===== PASSAGE

DATE: Saturday, June 7, 1997 TAG: 9706070277 SECTION: LOCAL PAGE: B3 EDITION: FINAL SOURCE: BY LYNN WALTZ, STAFF WRITER DATELINE: NORFOLK LENGTH: 88 lines
The last vestiges of a kingdom built on marijuana millions crumbled this week.
The fight for the spoils - hundreds of acres of Kentucky land - pitted brother against brother and their family against the federal government.
In the end, the federal government won. The McMahan brothers, Milton and Fred, were sentenced to prison. The extended family has given up all but two small claims to the once-vast dynasty.
And the bitter, 82-year-old family patriarch, Milton Klyne McMahan Sr., was left to live out his final years on 40 acres of land once surrounded by the largest marijuana farm in Kentucky.
On Wednesday, federal agents went to the farm and dug up a bucket with $24,000 in cash buried in a cooler 12 years ago. It is part of millions Milton Jr. buried in Kentucky and Virginia when cash poured in too fast to launder during the years he oversaw a multistate marijuana operation.
``I wonder if anybody will ever find it all,'' federal Judge Henry C. Morgan Jr. said Thursday. ``Probably not in our lifetime.''
Then Morgan tacked an additional four years onto the 24-year sentence McMahan got in 1994 for distributing tons of the drug in Hampton Roads in the 1980s.

==========
===== DATA TO PROCESS

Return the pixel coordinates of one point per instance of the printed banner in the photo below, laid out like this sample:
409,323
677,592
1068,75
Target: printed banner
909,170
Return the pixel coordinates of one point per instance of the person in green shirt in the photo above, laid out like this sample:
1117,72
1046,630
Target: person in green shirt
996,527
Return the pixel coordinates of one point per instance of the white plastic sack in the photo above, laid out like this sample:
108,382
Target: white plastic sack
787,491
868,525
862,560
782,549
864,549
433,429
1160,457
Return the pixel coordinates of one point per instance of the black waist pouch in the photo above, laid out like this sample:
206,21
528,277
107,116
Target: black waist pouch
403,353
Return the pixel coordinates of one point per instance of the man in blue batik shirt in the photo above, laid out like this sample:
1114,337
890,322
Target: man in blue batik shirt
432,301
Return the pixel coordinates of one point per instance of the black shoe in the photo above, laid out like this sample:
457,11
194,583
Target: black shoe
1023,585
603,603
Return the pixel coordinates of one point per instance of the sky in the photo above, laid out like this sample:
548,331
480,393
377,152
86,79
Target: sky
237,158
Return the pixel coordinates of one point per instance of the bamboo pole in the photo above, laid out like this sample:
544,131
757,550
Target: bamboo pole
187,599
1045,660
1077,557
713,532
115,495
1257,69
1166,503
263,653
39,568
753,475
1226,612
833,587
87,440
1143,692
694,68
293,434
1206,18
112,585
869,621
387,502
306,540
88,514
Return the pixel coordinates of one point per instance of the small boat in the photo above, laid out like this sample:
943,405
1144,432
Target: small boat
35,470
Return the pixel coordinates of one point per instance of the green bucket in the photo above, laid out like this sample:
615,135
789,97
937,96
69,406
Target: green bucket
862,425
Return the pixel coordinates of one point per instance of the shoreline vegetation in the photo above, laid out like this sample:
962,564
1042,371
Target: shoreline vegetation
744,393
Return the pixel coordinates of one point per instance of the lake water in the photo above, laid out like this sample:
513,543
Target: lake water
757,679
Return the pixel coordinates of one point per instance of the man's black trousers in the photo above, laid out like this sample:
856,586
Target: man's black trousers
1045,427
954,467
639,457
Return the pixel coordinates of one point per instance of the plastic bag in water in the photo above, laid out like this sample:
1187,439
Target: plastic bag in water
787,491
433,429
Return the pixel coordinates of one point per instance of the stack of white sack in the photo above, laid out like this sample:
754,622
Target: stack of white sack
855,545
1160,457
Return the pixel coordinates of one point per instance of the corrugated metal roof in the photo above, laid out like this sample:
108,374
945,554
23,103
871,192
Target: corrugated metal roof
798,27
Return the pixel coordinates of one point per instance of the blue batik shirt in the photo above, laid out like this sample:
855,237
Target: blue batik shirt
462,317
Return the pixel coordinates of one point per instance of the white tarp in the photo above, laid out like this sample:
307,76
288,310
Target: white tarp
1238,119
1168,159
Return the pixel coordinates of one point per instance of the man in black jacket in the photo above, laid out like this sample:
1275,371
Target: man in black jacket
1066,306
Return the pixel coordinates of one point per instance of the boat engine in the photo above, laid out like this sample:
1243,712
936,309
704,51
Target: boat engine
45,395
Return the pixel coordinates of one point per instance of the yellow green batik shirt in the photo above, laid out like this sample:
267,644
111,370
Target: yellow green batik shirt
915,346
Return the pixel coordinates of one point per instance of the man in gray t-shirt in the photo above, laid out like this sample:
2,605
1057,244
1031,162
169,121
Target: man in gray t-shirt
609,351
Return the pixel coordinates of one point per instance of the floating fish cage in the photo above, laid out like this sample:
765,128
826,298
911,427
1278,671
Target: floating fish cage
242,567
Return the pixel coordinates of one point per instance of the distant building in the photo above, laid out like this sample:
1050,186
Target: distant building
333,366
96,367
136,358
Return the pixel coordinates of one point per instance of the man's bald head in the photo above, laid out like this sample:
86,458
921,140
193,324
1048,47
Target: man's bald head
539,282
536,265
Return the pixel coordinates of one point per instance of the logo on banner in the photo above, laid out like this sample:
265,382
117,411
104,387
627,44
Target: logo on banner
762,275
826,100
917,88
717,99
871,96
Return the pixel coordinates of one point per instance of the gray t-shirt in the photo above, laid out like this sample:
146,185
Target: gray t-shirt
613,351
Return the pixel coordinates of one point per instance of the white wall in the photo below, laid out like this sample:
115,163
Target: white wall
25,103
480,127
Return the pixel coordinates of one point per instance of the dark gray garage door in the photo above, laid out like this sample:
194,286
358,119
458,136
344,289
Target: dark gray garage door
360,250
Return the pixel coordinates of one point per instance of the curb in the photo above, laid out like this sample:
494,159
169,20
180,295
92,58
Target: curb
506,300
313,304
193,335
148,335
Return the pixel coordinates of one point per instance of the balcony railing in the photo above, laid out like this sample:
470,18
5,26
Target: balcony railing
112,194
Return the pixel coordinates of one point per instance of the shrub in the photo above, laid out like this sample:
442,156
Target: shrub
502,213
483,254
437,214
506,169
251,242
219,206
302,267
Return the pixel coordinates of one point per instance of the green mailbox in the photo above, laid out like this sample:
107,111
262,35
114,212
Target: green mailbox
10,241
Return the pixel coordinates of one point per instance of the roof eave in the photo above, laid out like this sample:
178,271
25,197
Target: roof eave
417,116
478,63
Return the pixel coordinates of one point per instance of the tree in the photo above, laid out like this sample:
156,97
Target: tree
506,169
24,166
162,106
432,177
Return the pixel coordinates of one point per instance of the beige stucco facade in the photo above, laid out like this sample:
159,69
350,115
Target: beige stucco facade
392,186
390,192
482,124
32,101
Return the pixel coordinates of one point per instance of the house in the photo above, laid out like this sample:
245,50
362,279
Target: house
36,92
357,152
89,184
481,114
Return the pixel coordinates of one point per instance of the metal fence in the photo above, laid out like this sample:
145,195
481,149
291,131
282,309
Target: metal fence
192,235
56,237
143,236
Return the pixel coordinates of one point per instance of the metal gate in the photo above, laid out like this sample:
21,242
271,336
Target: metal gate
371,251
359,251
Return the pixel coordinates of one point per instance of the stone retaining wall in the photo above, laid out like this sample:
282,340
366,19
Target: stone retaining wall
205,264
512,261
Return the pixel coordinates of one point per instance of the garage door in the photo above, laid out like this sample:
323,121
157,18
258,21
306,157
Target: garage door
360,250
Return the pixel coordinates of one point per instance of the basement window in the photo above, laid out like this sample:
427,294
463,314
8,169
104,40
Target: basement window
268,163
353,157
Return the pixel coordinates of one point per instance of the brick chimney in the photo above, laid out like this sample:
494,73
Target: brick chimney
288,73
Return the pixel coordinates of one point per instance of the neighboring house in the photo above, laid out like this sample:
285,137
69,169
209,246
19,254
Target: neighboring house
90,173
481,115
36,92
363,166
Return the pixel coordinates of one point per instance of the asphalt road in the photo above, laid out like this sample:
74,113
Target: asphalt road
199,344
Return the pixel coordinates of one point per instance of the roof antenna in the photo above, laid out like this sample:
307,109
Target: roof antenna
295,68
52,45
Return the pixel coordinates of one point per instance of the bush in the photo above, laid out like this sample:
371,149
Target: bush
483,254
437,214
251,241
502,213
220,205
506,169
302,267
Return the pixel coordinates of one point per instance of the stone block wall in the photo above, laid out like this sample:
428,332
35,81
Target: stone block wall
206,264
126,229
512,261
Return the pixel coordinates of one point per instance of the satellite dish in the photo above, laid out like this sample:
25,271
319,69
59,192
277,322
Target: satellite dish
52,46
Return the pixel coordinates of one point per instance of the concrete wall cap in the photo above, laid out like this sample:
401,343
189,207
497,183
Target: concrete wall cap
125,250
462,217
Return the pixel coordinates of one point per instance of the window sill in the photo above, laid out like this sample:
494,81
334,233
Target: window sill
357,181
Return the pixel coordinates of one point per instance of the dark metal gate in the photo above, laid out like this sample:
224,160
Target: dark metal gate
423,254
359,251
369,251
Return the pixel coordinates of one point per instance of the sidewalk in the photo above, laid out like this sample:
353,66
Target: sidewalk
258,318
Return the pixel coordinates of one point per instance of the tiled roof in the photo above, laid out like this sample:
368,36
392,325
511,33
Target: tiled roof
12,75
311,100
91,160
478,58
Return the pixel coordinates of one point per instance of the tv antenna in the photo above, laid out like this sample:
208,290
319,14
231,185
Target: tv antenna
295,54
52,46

==========

GOAL 1:
Retype the part of the news story about the McMahan marijuana case between "And the bitter, 82-year-old" and "in the 1980s.", inclusive.
GOAL 2:
How many lines of the rows contain the word "shrub"? Reply with the number alone.
The news story and the rows have no connection to each other.

TASK RESPONSE 1:
And the bitter, 82-year-old family patriarch, Milton Klyne McMahan Sr., was left to live out his final years on 40 acres of land once surrounded by the largest marijuana farm in Kentucky.
On Wednesday, federal agents went to the farm and dug up a bucket with $24,000 in cash buried in a cooler 12 years ago. It is part of millions Milton Jr. buried in Kentucky and Virginia when cash poured in too fast to launder during the years he oversaw a multistate marijuana operation.
``I wonder if anybody will ever find it all,'' federal Judge Henry C. Morgan Jr. said Thursday. ``Probably not in our lifetime.''
Then Morgan tacked an additional four years onto the 24-year sentence McMahan got in 1994 for distributing tons of the drug in Hampton Roads in the 1980s.

TASK RESPONSE 2:
2